Retype every entry exactly, character for character.

** START OF Dataset extract **

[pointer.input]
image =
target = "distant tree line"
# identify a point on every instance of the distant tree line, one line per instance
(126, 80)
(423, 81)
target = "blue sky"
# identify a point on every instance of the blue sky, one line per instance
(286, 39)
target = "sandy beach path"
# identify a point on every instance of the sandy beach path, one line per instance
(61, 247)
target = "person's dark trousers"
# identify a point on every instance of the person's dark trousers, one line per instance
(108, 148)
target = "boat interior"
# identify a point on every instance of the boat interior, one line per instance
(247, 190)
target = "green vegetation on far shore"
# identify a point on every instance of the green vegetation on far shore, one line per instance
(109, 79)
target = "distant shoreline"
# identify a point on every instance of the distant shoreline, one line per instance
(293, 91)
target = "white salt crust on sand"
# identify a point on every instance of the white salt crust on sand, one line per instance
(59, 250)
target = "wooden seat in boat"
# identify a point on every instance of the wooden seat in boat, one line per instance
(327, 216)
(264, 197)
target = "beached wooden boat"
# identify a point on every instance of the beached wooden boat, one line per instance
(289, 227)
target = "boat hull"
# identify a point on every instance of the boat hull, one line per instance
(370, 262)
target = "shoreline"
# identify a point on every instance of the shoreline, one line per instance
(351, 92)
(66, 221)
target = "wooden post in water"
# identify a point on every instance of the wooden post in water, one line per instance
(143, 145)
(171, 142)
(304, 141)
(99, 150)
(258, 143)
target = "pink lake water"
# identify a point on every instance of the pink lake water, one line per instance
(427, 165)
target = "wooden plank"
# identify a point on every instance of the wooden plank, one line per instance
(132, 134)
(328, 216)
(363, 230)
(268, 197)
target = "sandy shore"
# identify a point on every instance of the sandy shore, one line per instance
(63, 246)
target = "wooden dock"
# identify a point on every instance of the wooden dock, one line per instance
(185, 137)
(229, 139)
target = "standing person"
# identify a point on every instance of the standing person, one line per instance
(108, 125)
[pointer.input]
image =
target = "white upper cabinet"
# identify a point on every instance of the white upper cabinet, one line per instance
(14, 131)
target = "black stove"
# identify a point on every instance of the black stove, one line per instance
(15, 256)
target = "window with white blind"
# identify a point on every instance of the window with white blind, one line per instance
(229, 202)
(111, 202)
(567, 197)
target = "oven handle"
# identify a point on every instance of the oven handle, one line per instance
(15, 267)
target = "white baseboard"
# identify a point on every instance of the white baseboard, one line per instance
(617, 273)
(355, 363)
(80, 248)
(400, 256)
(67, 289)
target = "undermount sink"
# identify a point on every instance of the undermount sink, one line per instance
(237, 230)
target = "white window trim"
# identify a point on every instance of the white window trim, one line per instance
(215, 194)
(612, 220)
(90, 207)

** END OF Dataset extract **

### Answer to this exercise
[pointer.input]
image =
target = "distant tree line"
# identify a point on every instance of the distant tree line, one line per instance
(126, 80)
(423, 81)
target = "blue sky"
# identify a point on every instance of the blue sky, one line per instance
(286, 39)
target = "sandy beach path"
# identify a point on every instance of the sandy beach path, one line per instance
(61, 247)
target = "person's dark trousers"
# identify a point on every instance of the person's dark trousers, one line per instance
(108, 148)
target = "boat interior"
# identify a point on every instance of the boat interior, one line per instance
(247, 190)
target = "green vegetation on far shore"
# identify a point on every instance of the green vegetation on far shore, one line per instance
(109, 79)
target = "distant shoreline"
# identify a point on every instance of the distant shoreline, one line per instance
(293, 91)
target = "white salt crust on sand"
# identify a point on every instance of the white salt crust on sand, one line per instance
(59, 250)
target = "wooden seat in boat"
# identify a point on every instance of the wooden seat in boat, one line per instance
(327, 216)
(264, 197)
target = "beached wooden boat"
# identify a point on every instance of the beached wooden boat, one line per instance
(289, 227)
target = "boat hull"
# identify a point on every instance of the boat hull, one line per instance
(370, 262)
target = "shoreline"
# identify a point on every instance of the shoreline, one line per instance
(351, 92)
(66, 221)
target = "wooden post in water"
# identify a point on every instance of the wooden post in water, one line per instance
(143, 145)
(171, 142)
(304, 141)
(99, 150)
(258, 143)
target = "pink lake water"
# identify a point on every instance of the pink lake water, one line per instance
(427, 165)
target = "wooden plank"
# identify a point on every instance of the wooden plank, one line per instance
(132, 134)
(328, 216)
(363, 230)
(268, 197)
target = "sandy shore"
# identify a point on every instance of the sandy shore, one line per instance
(63, 246)
target = "wooden dock"
# identify a point on every instance of the wooden dock, one line per instance
(185, 137)
(229, 139)
target = "standing person"
# identify a point on every instance of the standing person, one line per instance
(108, 125)
[pointer.input]
image =
target = "white upper cabinet"
# identify a point on every instance of the white upper cabinet, one line per instance
(14, 131)
target = "black stove"
# identify a point on every instance of the black stove, one line per instance
(15, 256)
target = "window with white blind"
# identify a point on every instance of the window with white blind, one line per instance
(229, 202)
(111, 202)
(567, 197)
target = "oven handle"
# identify a point on every instance of the oven handle, one line per instance
(15, 267)
target = "white baseboard"
# identify a point on every instance of the white baseboard, one line per instance
(617, 273)
(355, 363)
(80, 248)
(400, 256)
(67, 289)
target = "undermount sink"
# identify a point on every instance of the undermount sink, one line per instance
(237, 230)
target = "white window trim"
# identify a point on every instance of the white window trim, one line per instance
(215, 194)
(612, 220)
(90, 207)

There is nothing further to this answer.